## Begin Source document
Since we've addressed Superman: The Movie, let's look at Batman for a minute. This was a cultural phenomenon. Why did it not lead to more comic heroes hitting the big screen?

It did. There was The Rocketeer, Teenage Mutant Ninja Turtles, Dick Tracy, etc. Marvel's rights were generally tied up with different producers, so they only managed some low-budget fare like Captain America (1990) and the aborted Fantastic Four movie that was completed but not released.

Superman was still resting after Superman IV, but DC and Warners did put The Flash and Human Target on TV in the wake of Batman.

Right. The Flash (developed and produced by Danny Bilson and Paul DeMeo, screenwriters of The Rocketeer) was very heavily influenced by the Tim Burton Batman. It turned the Flash into a dark avenger of the night like Batman (or at least tried to; by the second half of the season, the show got much lighter and campier), it had a stylized, retro design style, and it even had a theme by Danny Elfman and episode scores by Elfman's arranger/conductor, Shirley Walker. And it was in turn an influence on Batman: The Animated Series, which had the same composer and a very similar retro/Art Deco look.

There was also RoboCop: The Series in syndication at about the same time.
 
I would add that we actually did get a plethora of superhero-comic adaptations in the wake of Superman: The Movie, except they were on television. The late '70s and early '80s saw live-action TV versions of The Incredible Hulk, Spider-Man, Wonder Woman, and Captain America (in two backdoor-pilot movies). I'd say the reason they were on TV instead of the big screen is because comic books weren't as respectable or mainstream at the time. Superman and Batman were kind of the exceptions to the rule in terms of public profile.

Actually, The Incredible Hulk and Spiderman were well into their second seasons and Wonder Woman its third when Superman: The Movie premiered. So it's not quite correct to say they followed in "the wake of."
 
^^Yeah, I thought that might be the case, but I let it stand because my point was about the overall trend. It could be argued that S:TM was as much a part of that existing trend as the originator of a new one.
 
I'm not really sure what you're disagreeing with. The point I made is that the studios were trying to copy Star Wars, not Superman & that's why there wasn't a deluge of superhero movies after Superman was released.

Whoops. No, just misunderstood the point you were making. Yes, after Star Wars the foaming at the mouth from the major studios was "get me the next Star Wars!" not "get me the next Superman!".

My bad.

I'll take my longhead Superman fetishism back to the basement now...

;)
 
]

Whoops. No, just misunderstood the point you were making. Yes, after Star Wars the foaming at the mouth from the major studios was "get me the next Star Wars!" not "get me the next Superman!".

My bad.

I'll take my longhead Superman fetishism back to the basement now...

;)

No need to apologize! And speaking of basement Superman fetishes, here's my ode to the Justice Leage:

http://i110.photobucket.com/albums/n114/efickas/P1010011.jpg
 
The success of the Superman films doubtless helped the production of Batman '89 eleven years later....

That Batman film was in the works for years. I remember debating the virtues of a Jack Nicholson Joker (I was against it) when his name was first mentioned in '84.
## End Source document
## Begin Entries supplied
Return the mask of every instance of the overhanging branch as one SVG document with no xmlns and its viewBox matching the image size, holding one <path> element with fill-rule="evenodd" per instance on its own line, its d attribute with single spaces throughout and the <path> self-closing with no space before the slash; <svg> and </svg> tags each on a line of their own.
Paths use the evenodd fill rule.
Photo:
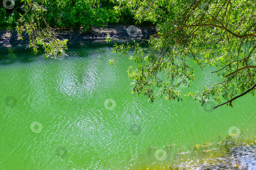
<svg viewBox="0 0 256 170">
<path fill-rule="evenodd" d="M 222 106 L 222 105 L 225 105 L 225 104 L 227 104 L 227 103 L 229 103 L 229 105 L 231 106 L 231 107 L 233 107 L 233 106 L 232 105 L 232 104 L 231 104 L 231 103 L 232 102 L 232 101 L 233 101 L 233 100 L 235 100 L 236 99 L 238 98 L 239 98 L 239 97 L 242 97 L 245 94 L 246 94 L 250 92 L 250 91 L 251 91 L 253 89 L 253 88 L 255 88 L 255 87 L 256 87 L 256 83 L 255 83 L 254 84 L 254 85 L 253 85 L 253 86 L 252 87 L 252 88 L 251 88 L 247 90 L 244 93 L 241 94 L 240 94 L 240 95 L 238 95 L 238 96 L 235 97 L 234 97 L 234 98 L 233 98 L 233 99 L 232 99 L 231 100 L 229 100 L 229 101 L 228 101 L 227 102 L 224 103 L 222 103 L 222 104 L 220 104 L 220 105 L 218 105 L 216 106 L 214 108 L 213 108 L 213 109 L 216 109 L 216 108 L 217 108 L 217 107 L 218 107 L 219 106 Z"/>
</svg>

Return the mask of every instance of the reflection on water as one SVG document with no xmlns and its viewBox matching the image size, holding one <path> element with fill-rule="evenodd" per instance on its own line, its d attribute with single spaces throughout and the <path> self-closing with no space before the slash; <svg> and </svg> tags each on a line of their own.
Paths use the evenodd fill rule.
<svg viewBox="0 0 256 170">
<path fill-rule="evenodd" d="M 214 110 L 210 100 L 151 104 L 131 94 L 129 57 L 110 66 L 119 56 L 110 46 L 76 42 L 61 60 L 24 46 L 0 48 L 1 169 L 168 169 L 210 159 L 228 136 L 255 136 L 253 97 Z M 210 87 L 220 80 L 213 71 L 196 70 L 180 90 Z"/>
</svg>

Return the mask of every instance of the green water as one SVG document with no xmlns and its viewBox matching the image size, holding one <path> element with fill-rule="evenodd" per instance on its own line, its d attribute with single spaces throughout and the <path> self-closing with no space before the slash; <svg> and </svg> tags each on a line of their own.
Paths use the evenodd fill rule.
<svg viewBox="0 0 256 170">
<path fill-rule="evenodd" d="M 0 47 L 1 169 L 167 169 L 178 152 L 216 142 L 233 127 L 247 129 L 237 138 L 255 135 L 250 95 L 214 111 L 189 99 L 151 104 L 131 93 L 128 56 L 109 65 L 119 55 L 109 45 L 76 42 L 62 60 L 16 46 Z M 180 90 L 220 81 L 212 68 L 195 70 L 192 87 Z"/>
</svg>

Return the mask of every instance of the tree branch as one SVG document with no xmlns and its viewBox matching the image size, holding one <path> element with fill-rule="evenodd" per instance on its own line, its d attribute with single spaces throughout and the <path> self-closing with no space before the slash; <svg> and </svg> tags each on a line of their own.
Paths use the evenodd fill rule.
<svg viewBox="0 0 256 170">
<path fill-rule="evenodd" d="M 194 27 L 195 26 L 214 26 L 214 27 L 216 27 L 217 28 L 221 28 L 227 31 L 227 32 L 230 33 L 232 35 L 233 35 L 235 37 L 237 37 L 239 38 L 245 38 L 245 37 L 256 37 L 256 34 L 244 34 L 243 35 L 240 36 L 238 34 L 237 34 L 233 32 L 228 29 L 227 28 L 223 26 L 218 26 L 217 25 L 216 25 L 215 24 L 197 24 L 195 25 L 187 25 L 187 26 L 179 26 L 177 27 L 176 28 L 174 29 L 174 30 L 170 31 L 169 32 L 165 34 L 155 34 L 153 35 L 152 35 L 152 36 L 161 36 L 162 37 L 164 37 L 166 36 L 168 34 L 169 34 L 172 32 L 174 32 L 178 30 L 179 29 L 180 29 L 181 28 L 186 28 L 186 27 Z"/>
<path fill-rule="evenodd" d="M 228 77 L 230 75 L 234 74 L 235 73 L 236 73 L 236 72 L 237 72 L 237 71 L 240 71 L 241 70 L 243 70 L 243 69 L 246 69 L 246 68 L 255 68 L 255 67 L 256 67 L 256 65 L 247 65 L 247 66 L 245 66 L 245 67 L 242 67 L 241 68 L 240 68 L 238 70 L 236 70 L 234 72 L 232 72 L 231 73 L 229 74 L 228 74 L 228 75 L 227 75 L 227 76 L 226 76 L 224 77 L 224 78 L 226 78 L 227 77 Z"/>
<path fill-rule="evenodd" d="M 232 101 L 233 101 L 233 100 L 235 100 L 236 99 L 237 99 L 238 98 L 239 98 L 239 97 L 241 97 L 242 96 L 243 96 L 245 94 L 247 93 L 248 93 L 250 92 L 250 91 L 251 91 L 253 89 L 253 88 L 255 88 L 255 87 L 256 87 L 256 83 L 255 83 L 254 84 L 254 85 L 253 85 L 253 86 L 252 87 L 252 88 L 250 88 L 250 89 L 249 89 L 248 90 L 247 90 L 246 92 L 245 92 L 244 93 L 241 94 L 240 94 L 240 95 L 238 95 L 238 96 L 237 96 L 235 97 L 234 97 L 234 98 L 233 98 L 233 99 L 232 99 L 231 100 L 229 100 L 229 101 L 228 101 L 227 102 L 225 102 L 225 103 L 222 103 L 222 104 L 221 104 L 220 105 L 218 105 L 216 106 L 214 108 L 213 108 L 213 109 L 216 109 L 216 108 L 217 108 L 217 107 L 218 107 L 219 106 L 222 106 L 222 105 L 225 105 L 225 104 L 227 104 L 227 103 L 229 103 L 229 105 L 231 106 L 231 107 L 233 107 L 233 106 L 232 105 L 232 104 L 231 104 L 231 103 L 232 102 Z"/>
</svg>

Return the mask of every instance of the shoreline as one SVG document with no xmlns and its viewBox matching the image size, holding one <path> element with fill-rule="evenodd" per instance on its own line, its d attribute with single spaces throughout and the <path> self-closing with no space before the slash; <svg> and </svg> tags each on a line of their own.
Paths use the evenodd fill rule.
## End Entries supplied
Set task A. According to the superhero-film discussion, why did Marvel manage only low-budget movies in the wake of Batman? Answer in one to three sentences.
Set task B. In the superhero-film discussion, who developed and produced The Flash TV series?
Set task C. Return the passage of the superhero-film discussion from "Superman was still" to "retro/Art Deco look.", word for word.

Output A. Marvel's film rights were generally tied up with different producers. As a result, Marvel got only low-budget fare such as Captain America (1990) and a Fantastic Four movie that was completed but not released.

Output B. Danny Bilson and Paul DeMeo, the screenwriters of The Rocketeer.

Output C.
Superman was still resting after Superman IV, but DC and Warners did put The Flash and Human Target on TV in the wake of Batman.

Right. The Flash (developed and produced by Danny Bilson and Paul DeMeo, screenwriters of The Rocketeer) was very heavily influenced by the Tim Burton Batman. It turned the Flash into a dark avenger of the night like Batman (or at least tried to; by the second half of the season, the show got much lighter and campier), it had a stylized, retro design style, and it even had a theme by Danny Elfman and episode scores by Elfman's arranger/conductor, Shirley Walker. And it was in turn an influence on Batman: The Animated Series, which had the same composer and a very similar retro/Art Deco look.